■ Problems to solve ■
1. Answer these questions using the text on querying Beneath's data warehouse with SQL:
(a) Which service does Beneath use as its data warehouse?
(b) How are tables referenced in a query?
(c) Which two fields in the PageView schema carry the @key marker?
2. Pick up the text on querying Beneath's data warehouse with SQL after its final sentence and write the next part.

Beneath automatically writes records to a data warehouse to enable analytical SQL queries (OLAP). Check out Unified data system to learn more about the different formats Beneath stores data in.
Assume we have a table of page views with path example/project/page-views
and schema:
type PageView @schema {
user_id: Int! @key
time: Timestamp! @key
url: String
}
We can count the total number of page views:
SELECT count(*)
FROM `example/project/page-views`
or count the number of unique visitors per day:
SELECT timestamp_trunc(time, DAY), count(distinct user_id)
FROM `example/project/page-views`
GROUP BY timestamp_trunc(time, DAY)
Under the hood, Beneath uses Google BigQuery as its data warehouse. It generally shares the same syntax as BigQuery, and you can use most of BigQuery’s built-in functions.
The main deviation from BigQuery is in how you reference tables: Tables are given as paths quoted with backticks (`
), for example `example/project/page-views`
(see examples above for more).

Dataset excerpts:
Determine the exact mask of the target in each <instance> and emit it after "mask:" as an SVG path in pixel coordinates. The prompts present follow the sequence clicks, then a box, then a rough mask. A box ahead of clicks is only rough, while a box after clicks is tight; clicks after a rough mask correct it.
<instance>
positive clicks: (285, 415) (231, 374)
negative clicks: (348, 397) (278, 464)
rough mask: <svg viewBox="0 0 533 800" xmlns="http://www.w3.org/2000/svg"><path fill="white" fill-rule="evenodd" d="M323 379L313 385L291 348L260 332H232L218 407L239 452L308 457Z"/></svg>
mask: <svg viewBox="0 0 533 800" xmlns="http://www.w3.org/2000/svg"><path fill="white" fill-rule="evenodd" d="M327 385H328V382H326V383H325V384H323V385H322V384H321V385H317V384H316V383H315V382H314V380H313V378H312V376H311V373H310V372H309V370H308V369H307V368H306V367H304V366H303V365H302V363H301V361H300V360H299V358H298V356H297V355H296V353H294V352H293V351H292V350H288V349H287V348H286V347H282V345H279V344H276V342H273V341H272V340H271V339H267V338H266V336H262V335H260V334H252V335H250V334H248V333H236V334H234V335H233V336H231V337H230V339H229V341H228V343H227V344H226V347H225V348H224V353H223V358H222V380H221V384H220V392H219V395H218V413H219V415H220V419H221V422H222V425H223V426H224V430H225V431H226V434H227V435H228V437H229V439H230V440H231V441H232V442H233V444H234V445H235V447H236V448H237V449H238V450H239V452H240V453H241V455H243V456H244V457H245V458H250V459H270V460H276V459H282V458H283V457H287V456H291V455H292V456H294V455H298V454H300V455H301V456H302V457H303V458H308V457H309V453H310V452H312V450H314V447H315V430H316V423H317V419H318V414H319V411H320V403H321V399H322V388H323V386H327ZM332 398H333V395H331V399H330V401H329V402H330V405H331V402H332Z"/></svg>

---

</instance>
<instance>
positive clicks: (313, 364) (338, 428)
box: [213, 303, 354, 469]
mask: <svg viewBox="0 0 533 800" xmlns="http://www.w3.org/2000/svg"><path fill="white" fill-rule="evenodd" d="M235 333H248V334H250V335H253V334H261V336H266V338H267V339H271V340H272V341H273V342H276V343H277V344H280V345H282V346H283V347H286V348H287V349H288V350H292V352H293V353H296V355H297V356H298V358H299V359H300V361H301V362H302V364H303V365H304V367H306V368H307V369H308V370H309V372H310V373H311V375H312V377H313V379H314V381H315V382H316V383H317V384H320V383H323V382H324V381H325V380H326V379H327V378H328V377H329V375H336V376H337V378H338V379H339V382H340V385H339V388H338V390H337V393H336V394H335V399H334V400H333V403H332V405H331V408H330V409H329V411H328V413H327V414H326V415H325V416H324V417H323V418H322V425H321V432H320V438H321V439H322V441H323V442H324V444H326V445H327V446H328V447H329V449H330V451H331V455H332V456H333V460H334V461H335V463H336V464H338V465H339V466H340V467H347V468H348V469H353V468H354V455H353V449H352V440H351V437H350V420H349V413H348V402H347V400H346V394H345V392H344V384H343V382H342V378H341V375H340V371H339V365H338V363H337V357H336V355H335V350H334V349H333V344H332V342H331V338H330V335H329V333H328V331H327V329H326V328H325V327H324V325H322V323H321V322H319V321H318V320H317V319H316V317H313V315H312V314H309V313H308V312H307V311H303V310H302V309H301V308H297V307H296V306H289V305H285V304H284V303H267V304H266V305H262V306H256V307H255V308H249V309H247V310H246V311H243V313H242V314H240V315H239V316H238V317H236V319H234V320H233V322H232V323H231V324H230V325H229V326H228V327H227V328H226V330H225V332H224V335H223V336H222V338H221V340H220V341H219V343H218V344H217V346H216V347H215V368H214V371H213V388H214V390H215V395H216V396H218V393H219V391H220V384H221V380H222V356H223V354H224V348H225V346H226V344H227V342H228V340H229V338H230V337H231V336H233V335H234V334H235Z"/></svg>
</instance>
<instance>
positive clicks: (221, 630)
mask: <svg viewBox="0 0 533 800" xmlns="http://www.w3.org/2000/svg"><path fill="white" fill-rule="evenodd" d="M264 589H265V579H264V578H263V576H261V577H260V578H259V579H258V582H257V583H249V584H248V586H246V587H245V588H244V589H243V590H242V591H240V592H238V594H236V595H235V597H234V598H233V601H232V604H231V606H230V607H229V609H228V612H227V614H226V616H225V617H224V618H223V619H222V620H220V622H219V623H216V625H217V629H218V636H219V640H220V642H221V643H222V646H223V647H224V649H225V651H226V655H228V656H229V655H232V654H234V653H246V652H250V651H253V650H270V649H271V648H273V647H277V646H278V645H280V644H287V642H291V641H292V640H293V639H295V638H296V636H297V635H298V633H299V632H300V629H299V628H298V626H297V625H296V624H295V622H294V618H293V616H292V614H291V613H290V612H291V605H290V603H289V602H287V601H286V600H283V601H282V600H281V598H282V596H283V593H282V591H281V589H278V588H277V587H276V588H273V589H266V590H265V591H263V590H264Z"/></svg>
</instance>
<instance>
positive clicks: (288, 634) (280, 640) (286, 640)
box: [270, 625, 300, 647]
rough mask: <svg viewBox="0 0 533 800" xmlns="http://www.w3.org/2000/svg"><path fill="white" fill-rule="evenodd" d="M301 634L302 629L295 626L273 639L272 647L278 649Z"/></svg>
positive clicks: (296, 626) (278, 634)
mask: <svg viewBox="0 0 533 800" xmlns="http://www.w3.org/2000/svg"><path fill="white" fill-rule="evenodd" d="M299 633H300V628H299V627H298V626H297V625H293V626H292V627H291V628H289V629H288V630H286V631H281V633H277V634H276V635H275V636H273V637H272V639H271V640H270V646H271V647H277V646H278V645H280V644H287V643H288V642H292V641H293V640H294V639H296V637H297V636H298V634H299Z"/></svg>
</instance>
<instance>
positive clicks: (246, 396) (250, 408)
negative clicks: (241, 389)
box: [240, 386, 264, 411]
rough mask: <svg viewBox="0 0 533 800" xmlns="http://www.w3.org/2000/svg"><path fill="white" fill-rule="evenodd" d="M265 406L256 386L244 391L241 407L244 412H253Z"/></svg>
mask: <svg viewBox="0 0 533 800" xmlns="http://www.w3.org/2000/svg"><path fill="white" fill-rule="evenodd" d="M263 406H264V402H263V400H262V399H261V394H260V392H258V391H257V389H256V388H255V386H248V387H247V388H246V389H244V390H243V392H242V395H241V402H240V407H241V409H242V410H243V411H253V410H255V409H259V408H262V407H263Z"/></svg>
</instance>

--

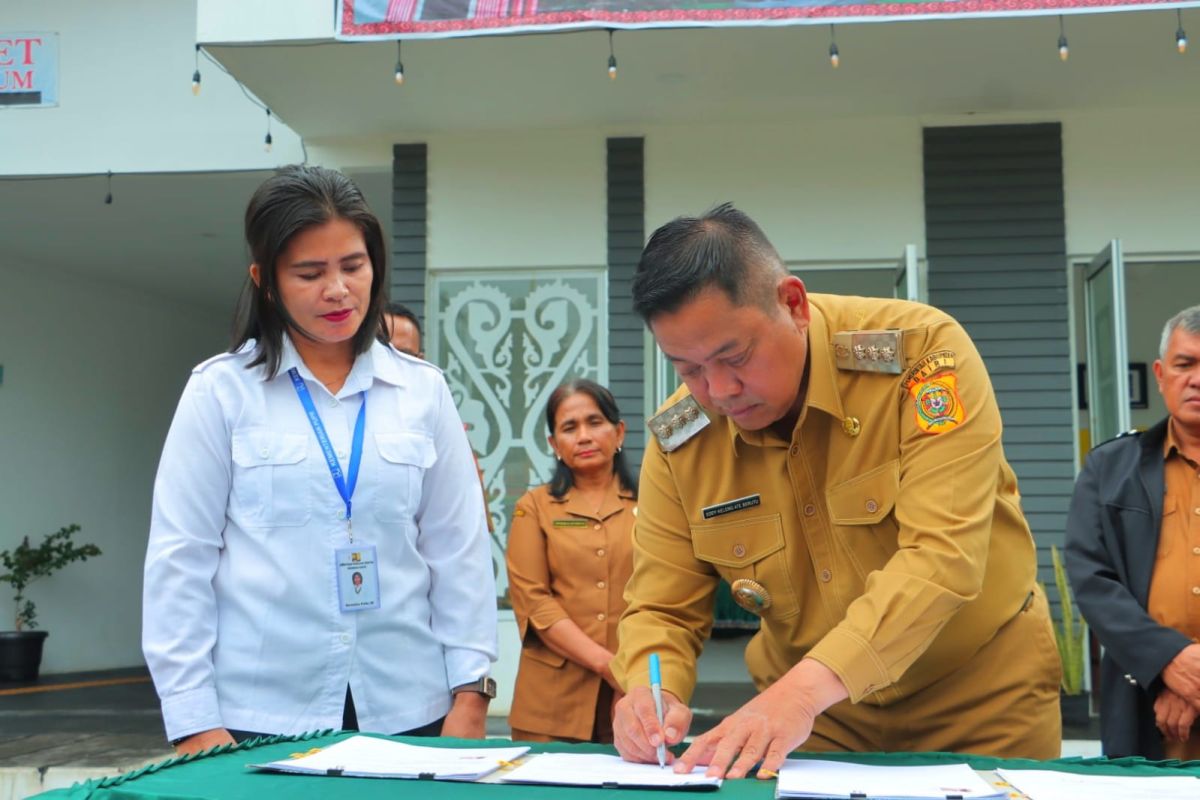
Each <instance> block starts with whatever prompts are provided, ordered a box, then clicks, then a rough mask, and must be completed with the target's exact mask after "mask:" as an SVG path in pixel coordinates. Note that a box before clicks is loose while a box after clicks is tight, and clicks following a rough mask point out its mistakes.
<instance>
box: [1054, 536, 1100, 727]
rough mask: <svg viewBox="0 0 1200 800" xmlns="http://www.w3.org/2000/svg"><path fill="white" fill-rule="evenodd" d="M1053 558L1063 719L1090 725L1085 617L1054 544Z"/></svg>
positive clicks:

■ Answers in order ■
1.
(a) Google BigQuery
(b) As paths quoted with backticks, such as `example/project/page-views`
(c) user_id and time

2.
Every record in a table is added to the warehouse. That means if you write multiple records with the same schema key, they will all be processed by the query. To support deduplication of records with the same key, we include two hidden columns for each record:
__key
contains a bytes-serialized representation of the record’s unique key__timestamp
contains the write timestamp for the recordSo the following pattern can be used to deduplicate records:
WITH deduplicated AS (
SELECT r.* FROM (
SELECT array_agg(t ORDER BY t.__timestamp DESC LIMIT 1)[OFFSET(0)] r
FROM `username/project/table` t
GROUP BY t.__key
)
)
SELECT count(*)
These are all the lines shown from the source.